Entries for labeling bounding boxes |
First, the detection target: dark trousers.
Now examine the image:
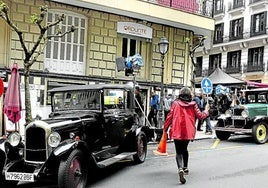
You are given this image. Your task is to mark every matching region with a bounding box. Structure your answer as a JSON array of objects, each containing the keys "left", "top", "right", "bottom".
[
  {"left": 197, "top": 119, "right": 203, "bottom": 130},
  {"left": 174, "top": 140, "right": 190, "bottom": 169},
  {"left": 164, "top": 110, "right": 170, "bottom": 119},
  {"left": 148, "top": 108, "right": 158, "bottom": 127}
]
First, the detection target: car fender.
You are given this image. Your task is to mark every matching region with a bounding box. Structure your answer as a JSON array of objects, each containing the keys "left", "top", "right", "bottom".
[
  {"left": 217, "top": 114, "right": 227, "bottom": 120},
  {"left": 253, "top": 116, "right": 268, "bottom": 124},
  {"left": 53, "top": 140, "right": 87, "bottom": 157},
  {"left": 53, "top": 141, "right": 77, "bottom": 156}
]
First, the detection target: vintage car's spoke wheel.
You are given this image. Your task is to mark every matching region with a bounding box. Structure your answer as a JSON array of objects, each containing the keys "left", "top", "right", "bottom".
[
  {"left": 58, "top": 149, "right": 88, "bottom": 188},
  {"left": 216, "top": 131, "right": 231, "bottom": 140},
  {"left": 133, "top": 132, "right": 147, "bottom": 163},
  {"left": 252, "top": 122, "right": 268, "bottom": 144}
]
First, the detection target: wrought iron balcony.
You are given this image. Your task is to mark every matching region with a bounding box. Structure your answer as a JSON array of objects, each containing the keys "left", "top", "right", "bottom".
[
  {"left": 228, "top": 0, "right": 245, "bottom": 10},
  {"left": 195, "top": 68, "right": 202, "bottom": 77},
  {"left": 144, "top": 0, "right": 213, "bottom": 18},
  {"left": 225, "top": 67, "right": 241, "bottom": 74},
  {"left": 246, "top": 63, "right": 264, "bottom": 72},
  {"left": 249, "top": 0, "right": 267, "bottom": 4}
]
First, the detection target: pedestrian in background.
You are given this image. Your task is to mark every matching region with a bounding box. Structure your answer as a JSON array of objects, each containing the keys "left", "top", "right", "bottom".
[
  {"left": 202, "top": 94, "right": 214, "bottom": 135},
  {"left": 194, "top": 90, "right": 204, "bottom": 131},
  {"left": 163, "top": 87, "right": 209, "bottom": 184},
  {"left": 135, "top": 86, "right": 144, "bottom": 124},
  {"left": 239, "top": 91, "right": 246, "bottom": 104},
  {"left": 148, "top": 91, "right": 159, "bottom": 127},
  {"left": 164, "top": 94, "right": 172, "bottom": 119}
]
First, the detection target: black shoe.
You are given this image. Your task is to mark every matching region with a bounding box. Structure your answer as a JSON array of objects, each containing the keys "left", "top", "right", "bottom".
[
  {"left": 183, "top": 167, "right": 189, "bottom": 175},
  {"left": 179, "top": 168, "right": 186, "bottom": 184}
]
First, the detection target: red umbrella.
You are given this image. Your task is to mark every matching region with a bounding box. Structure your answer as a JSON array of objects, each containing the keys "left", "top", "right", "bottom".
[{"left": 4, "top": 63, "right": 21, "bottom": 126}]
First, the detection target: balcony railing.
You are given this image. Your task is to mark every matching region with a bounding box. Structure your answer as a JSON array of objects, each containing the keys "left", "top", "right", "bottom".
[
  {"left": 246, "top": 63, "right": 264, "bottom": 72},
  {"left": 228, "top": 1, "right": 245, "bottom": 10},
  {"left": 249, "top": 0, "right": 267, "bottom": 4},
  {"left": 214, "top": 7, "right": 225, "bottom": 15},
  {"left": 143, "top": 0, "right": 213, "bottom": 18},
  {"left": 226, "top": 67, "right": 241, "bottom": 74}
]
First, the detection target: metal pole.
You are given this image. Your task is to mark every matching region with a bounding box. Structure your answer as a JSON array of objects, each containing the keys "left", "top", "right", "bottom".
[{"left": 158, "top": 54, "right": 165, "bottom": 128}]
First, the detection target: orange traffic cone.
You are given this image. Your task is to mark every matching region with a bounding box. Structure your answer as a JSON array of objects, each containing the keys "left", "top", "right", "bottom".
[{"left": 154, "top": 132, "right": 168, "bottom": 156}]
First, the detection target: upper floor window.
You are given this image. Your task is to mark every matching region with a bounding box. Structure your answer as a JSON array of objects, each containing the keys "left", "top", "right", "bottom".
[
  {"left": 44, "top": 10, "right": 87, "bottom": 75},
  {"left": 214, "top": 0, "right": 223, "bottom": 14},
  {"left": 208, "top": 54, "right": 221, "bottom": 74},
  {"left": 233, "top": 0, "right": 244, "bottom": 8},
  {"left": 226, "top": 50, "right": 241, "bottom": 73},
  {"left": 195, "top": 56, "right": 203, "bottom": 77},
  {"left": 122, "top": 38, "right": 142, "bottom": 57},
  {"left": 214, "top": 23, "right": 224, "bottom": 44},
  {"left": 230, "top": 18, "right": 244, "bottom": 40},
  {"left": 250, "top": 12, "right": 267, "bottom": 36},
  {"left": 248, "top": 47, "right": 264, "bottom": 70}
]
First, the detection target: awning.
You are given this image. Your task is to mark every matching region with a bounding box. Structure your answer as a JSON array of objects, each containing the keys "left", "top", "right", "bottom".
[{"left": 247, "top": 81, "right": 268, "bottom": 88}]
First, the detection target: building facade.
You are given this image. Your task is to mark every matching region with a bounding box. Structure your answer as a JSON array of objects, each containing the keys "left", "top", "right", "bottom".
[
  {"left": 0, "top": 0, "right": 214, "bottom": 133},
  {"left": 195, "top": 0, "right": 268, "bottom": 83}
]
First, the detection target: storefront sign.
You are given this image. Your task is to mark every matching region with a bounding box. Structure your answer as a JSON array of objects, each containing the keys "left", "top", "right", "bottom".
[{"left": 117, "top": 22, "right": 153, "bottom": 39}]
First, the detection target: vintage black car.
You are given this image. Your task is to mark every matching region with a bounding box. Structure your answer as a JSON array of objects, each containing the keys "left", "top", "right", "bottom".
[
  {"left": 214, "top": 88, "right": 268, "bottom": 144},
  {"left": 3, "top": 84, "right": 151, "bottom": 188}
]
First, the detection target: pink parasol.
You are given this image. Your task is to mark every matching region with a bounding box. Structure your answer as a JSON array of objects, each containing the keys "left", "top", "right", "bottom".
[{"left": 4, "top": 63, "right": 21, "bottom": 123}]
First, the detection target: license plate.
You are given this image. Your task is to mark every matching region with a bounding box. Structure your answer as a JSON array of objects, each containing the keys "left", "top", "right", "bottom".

Task statement |
Can you filter the material above down to every line containing the word "balcony" and copy those lines? Case counts, so only matches with the same capitalization qualify.

Problem solution |
First, the detection target: wrought iron balcony.
First, the detection target: balcony railing.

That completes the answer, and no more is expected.